Task to complete: Rewrite the lines from the start of the records through the line containing "(1285, 125)", inclusive, swapping "plastic cup" for "glass cup" and keeping everything else unchanged.

Records to use:
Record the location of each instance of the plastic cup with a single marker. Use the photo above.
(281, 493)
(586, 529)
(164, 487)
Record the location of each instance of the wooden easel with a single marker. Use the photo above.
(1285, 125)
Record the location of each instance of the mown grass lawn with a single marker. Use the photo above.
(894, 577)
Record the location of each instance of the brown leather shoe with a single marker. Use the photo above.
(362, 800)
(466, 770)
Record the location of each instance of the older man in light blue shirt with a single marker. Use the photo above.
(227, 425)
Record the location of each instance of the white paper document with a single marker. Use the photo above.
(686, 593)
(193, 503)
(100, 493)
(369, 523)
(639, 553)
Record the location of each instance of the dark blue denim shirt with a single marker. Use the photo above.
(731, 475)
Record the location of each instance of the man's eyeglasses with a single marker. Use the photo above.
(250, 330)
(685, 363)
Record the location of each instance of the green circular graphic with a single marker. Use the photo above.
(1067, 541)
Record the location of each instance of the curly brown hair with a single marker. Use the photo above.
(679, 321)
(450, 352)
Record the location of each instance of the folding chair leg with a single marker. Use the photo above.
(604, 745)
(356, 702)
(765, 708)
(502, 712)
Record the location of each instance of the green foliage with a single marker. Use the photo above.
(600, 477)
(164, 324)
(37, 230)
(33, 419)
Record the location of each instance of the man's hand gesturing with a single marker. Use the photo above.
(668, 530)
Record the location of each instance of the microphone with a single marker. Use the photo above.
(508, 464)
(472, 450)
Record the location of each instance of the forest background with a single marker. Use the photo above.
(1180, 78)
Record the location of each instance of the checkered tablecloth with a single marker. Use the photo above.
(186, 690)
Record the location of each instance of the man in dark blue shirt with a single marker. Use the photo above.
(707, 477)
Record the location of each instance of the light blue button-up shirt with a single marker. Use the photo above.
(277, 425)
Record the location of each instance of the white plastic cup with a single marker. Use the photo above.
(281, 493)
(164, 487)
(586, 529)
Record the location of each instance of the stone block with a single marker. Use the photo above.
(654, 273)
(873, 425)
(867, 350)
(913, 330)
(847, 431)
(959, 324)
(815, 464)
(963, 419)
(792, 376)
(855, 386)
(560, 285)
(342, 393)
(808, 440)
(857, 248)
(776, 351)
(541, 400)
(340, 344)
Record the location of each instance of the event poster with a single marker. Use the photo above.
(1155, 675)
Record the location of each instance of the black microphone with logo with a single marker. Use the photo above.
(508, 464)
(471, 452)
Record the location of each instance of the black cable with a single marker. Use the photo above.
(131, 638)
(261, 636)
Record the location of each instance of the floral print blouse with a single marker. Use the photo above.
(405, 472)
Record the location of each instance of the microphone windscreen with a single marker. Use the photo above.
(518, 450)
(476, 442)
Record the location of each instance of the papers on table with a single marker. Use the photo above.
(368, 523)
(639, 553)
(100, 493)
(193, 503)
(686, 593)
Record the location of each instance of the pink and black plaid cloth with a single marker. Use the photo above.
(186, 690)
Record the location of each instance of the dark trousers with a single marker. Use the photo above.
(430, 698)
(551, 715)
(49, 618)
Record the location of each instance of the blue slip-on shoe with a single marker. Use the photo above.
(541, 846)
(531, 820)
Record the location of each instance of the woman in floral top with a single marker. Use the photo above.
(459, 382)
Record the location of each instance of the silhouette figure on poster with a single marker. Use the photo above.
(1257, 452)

Written solution:
Record the location of each instance of the glass cup with a single marker. Use the photo above.
(281, 493)
(586, 529)
(164, 487)
Record the location of each instance of the wooden easel with a single marker. Use the photo above.
(1285, 125)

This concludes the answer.